• **Selected extract**:
▽
Trust and curiosity - does your team have both?
In my last blog I wrote about moving from chaotic to calm and touched on the importance of curiosity and trust to move towards a calm culture.

Learning how to tap into a state of being curious, and developing trust with those we are interacting with can change a team culture, sometimes overnight. Like a Trojan horse – we are able to bring about change without anyone being consciously aware and everything becomes slightly easier as conversations become more open and sharing.

Being curious without trust in place feels like we are being intrusive. I remember a family Christmas several years ago, when I was trying to involve my niece’s new boyfriend into the family conversation by asking him questions about himself. After several questions, I had quite a shock when my brother banged the table and told me to ‘stop interrogating him’. Even with family members don’t always assume that there is sufficient trust in place to ask a lot of questions!

Curiosity is a state of active interest and genuinely wanting to know more about something. It’s about being open to uncertainty or unfamiliar experiences.

Our powers of observation expand when we are curious and we see things differently. Studies have shown that high levels of curiosity are connected to greater analytic ability, problem solving and overall intelligence.

Curiosity also allows us to form more satisfying relationships.  When we are curious we ask more questions because we want to learn more about others.
△
• **Exercise data**:
▽
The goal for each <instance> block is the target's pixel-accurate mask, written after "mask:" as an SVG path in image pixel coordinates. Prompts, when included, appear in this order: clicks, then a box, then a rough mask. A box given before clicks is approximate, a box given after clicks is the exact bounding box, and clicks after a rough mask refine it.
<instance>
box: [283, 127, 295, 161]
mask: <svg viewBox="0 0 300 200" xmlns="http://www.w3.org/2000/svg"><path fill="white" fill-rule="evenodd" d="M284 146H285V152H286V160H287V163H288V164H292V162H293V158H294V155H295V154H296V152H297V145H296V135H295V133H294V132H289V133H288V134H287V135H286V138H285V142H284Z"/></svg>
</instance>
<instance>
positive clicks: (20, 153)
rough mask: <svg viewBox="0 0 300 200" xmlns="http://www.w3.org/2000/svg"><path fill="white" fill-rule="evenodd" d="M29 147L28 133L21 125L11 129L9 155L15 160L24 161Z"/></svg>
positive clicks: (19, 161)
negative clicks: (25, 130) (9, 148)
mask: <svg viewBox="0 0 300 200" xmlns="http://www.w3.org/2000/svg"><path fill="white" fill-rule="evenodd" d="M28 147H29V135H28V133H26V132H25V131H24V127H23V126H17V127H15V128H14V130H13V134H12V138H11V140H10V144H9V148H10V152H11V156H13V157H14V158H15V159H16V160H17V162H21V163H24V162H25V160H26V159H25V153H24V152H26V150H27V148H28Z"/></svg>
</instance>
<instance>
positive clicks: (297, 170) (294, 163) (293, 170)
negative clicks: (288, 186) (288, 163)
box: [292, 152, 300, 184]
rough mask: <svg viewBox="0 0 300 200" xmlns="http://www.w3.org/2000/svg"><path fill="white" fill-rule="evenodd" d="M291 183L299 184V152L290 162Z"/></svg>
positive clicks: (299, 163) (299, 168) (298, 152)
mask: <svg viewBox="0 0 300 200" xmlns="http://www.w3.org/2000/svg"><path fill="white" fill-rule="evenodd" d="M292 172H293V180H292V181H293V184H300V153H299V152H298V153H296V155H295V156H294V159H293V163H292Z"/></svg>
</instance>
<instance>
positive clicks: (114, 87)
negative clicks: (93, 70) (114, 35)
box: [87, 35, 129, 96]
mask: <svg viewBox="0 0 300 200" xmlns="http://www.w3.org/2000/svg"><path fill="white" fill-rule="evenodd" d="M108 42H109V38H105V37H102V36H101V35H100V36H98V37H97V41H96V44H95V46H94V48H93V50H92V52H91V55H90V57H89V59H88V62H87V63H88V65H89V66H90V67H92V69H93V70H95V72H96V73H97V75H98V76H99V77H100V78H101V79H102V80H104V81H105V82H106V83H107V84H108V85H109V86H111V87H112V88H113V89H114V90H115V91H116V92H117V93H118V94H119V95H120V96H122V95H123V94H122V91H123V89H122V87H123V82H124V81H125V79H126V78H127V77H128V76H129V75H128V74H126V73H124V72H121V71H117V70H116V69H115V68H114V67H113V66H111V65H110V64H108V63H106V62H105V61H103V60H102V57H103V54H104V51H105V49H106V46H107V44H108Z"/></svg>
△
• **Work item A**:
Answer these questions from the blog post on trust and curiosity, one line each:
(i) Whom was the writer questioning when the writer's brother banged the table?
(ii) How does the post define curiosity?
(iii) To what have studies connected high levels of curiosity?
• **Work item B**: Render this sentence from the blog post on trust and curiosity in French: "Curiosity also allows us to form more satisfying relationships."

• **Written response A**:
(i) The writer's niece's new boyfriend.
(ii) As a state of active interest and genuinely wanting to know more about something.
(iii) Greater analytic ability, problem solving and overall intelligence.

• **Written response B**: La curiosité nous permet également de nouer des relations plus satisfaisantes.